PARIS, Feb 14 (Reuters) - Shares in French waste and water management group Veolia fell on Friday after a news report that shareholder Dassault is seeking to oust Veolia’s Chief Executive Antoine Frerot and replace him with a state official.
According to French magazine Le Point, which did not name its sources, several Veolia’s board members met this week to discuss how to unseat Frerot and replace him with David Azema, current chief of the agency overlooking state investments in companies.
Le Point said Azema is being pushed forward by French industrial holding Dassault, Veolia’s second-biggest shareholder with about 6 percent of shares, and which has managed to rally several board members to its case.
The French state is Veolia’s largest shareholder with close to 9 percent of shares. The Finance Ministry declined to comment. Veolia, the world’s largest private supplier of drinking water, also declined to comment. Nobody at Dassault nor Azema’s office was immediately reachable for comment.

INFORMATION PROVIDED =
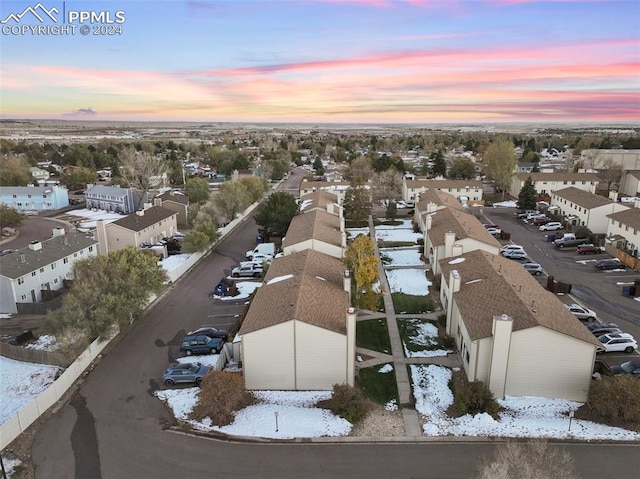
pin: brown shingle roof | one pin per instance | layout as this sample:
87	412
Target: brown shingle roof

THE TASK = Please rewrite the stretch of the Veolia report from "PARIS, Feb 14" through "to its case.", changing "Frerot" to "Frérot". The listing has no connection to the Veolia report.

COMPLETE RESPONSE =
PARIS, Feb 14 (Reuters) - Shares in French waste and water management group Veolia fell on Friday after a news report that shareholder Dassault is seeking to oust Veolia’s Chief Executive Antoine Frérot and replace him with a state official.
According to French magazine Le Point, which did not name its sources, several Veolia’s board members met this week to discuss how to unseat Frérot and replace him with David Azema, current chief of the agency overlooking state investments in companies.
Le Point said Azema is being pushed forward by French industrial holding Dassault, Veolia’s second-biggest shareholder with about 6 percent of shares, and which has managed to rally several board members to its case.